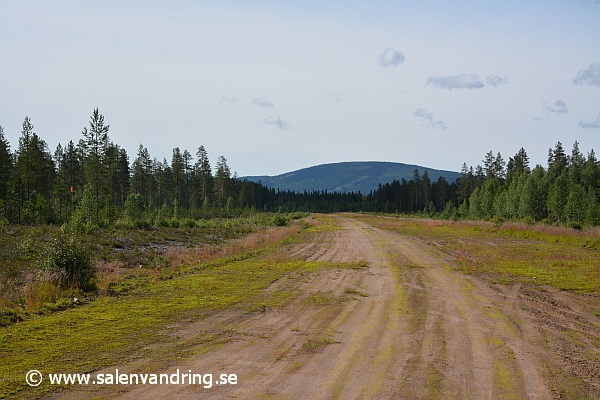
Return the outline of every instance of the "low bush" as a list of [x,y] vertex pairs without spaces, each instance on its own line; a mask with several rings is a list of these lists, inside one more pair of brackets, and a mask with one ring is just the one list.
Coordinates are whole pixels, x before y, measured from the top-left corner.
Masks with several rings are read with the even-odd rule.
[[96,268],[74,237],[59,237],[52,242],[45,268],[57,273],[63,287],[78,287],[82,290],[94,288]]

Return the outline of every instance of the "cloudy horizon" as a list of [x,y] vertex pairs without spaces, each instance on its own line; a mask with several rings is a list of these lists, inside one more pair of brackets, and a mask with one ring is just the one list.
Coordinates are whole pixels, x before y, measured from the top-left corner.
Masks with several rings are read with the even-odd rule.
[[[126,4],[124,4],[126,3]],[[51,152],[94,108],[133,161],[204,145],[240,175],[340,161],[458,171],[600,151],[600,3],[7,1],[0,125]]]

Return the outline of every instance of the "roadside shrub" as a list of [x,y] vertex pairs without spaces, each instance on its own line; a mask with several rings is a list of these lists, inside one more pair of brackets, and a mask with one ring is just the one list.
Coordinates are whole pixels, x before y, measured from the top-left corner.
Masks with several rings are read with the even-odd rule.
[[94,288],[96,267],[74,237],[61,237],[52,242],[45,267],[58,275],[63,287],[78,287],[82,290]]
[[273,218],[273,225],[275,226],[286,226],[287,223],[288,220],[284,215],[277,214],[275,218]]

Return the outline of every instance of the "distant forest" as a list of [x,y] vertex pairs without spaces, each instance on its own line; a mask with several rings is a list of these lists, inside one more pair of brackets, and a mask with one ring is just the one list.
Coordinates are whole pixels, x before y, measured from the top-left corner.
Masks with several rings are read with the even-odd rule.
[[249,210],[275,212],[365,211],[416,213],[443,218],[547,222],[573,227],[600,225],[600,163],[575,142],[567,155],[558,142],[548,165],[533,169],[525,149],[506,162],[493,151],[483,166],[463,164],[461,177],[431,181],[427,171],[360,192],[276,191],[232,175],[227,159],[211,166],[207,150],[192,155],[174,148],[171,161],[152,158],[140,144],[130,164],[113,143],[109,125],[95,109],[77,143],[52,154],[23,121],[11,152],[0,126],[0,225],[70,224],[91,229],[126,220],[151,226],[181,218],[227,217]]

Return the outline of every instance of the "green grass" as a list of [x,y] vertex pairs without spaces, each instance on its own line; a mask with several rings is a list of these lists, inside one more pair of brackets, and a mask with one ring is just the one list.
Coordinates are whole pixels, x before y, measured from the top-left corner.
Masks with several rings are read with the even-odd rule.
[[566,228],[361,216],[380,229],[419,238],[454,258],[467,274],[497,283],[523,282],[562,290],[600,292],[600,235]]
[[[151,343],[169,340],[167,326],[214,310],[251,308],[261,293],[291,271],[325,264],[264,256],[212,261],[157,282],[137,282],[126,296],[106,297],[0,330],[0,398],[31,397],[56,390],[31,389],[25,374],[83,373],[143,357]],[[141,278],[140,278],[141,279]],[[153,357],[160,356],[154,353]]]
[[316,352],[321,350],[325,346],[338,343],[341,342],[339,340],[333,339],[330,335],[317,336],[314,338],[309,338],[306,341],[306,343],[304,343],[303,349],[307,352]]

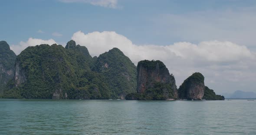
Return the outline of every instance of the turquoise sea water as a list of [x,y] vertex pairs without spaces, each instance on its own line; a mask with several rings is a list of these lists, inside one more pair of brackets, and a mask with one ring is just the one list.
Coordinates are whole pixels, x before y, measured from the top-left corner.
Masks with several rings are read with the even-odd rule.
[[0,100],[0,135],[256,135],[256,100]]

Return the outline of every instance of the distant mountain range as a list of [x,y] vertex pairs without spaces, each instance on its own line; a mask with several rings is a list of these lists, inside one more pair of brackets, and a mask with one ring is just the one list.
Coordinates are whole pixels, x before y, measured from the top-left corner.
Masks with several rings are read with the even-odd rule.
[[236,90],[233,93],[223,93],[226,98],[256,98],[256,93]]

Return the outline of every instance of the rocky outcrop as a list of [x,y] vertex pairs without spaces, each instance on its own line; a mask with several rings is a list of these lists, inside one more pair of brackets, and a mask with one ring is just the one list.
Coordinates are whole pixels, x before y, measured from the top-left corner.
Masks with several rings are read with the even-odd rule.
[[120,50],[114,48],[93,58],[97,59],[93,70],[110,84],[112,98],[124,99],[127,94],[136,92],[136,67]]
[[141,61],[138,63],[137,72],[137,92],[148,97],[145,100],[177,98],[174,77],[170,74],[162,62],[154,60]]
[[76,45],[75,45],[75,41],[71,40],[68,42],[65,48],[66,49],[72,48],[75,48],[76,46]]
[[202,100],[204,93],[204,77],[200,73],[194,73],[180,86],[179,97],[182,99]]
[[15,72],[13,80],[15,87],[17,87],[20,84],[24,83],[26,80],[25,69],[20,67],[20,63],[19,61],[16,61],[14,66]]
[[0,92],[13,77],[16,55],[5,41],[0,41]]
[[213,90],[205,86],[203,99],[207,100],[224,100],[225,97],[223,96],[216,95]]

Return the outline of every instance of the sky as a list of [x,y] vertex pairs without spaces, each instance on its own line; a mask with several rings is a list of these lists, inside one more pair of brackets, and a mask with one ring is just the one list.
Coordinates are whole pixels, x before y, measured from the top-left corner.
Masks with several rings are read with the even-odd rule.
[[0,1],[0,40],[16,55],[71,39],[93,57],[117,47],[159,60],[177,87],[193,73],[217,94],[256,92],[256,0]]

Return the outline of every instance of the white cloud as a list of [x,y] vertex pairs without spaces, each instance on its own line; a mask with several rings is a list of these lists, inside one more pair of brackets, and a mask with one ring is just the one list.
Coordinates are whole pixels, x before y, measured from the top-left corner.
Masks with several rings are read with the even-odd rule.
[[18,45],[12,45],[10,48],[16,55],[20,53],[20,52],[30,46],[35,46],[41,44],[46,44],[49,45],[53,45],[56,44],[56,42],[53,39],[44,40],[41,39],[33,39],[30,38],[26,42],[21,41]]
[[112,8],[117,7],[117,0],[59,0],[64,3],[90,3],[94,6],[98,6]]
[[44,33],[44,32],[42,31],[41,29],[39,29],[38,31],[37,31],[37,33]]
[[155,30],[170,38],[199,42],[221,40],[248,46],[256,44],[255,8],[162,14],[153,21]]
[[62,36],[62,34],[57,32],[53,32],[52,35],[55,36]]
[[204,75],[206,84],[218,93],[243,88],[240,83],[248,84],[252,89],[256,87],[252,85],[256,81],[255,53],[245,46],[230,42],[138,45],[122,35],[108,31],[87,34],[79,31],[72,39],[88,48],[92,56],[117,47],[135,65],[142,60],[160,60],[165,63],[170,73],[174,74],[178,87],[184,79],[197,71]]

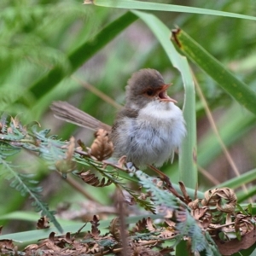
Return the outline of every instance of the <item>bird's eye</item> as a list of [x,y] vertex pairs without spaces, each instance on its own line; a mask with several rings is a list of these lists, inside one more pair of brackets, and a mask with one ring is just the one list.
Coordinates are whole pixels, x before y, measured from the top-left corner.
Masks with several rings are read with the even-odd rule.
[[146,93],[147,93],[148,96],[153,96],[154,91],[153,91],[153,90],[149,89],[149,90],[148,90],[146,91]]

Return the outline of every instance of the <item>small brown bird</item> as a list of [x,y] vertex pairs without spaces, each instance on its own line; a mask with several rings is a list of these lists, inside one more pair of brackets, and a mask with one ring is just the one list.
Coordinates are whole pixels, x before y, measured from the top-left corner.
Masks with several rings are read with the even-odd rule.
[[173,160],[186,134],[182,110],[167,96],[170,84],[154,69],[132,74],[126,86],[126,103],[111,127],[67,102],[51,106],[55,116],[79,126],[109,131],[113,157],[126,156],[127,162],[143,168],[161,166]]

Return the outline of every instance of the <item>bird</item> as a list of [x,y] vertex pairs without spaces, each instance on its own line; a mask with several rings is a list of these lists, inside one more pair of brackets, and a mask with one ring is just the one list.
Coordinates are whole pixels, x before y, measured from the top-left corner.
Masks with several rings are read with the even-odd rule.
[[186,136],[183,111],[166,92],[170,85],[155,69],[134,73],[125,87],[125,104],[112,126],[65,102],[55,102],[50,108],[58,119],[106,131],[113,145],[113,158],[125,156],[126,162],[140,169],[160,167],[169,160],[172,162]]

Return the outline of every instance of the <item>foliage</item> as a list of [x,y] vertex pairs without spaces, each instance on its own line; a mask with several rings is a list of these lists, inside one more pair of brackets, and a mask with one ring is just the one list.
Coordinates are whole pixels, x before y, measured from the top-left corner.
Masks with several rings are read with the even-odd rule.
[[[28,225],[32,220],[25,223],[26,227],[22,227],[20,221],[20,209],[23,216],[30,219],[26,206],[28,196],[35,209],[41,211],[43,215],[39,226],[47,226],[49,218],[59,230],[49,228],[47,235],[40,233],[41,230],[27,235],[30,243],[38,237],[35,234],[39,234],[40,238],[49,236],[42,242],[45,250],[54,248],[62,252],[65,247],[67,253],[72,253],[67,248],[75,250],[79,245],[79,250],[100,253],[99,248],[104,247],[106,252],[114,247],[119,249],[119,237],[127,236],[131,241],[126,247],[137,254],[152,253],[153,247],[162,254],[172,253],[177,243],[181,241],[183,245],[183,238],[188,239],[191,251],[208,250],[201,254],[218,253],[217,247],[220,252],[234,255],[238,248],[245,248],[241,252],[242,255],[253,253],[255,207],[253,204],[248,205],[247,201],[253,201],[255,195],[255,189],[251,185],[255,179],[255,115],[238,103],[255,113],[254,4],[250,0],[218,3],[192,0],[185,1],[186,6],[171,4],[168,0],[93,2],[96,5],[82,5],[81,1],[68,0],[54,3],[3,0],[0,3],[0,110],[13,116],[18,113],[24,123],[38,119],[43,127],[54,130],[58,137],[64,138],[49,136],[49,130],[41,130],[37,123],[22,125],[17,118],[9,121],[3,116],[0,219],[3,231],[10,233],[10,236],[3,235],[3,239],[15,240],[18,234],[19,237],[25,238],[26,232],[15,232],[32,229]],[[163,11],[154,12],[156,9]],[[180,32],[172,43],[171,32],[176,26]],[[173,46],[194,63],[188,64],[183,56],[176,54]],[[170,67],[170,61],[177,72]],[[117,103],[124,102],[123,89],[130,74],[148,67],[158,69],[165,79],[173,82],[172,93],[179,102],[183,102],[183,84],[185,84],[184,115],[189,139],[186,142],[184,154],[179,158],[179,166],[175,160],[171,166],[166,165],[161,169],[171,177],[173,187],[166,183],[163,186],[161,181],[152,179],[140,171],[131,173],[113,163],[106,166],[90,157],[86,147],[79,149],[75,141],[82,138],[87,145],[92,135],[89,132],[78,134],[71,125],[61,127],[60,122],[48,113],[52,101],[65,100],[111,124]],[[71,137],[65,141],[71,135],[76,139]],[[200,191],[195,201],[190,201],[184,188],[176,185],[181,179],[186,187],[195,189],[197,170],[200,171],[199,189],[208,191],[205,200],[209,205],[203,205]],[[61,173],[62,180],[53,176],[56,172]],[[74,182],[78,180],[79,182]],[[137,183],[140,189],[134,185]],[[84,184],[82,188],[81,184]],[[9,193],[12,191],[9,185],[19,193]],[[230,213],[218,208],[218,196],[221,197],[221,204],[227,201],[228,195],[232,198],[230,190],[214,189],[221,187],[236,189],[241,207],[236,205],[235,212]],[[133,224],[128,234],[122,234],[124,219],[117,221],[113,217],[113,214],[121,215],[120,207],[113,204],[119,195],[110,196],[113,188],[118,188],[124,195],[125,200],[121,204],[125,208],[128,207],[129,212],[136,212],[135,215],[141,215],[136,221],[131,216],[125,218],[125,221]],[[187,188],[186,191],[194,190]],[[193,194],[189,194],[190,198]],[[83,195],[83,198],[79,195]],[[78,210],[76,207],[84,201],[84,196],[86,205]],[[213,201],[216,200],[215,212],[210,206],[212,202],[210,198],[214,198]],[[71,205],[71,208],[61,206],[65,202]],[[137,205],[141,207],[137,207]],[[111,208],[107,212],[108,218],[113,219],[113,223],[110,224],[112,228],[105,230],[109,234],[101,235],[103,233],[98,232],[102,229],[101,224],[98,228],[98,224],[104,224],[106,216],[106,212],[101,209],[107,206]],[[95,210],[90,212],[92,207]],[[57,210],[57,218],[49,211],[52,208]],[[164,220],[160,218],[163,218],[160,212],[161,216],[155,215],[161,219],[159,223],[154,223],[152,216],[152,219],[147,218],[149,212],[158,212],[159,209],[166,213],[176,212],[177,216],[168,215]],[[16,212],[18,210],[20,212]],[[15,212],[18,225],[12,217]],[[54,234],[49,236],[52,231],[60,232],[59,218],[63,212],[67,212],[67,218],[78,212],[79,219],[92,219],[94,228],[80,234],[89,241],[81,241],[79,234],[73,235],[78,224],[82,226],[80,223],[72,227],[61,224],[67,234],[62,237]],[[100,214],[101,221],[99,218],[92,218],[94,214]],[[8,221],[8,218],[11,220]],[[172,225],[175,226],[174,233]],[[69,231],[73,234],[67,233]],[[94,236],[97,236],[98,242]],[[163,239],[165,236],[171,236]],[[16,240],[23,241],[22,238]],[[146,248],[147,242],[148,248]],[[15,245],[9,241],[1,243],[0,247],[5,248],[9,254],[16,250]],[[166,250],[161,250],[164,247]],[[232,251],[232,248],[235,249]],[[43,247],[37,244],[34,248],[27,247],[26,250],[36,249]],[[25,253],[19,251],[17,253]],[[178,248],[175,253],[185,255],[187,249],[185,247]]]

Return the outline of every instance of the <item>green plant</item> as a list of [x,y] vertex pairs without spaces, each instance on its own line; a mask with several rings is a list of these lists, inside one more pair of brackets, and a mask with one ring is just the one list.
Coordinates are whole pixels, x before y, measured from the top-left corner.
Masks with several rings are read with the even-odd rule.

_ _ _ _ _

OBJECTIVE →
Reproduce the entries character for character from the line containing "Return the outline of every instance of the distant" down to the line containing "[[236,90],[233,93],[223,93],[226,98],[256,98],[256,93]]", including both of those lines.

ANSWER →
Return the outline of every instance of the distant mountain range as a list of [x,y] vertex pairs without spaces, each instance on its own line; a mask with several rings is a list of these lists, inside one more pair of brackets, and a mask with one ring is just the one list.
Coordinates are whole pixels, x before y, measured from the top-left corner.
Masks with several rings are read with the even-odd rule.
[[236,90],[233,93],[223,93],[226,98],[256,98],[256,93]]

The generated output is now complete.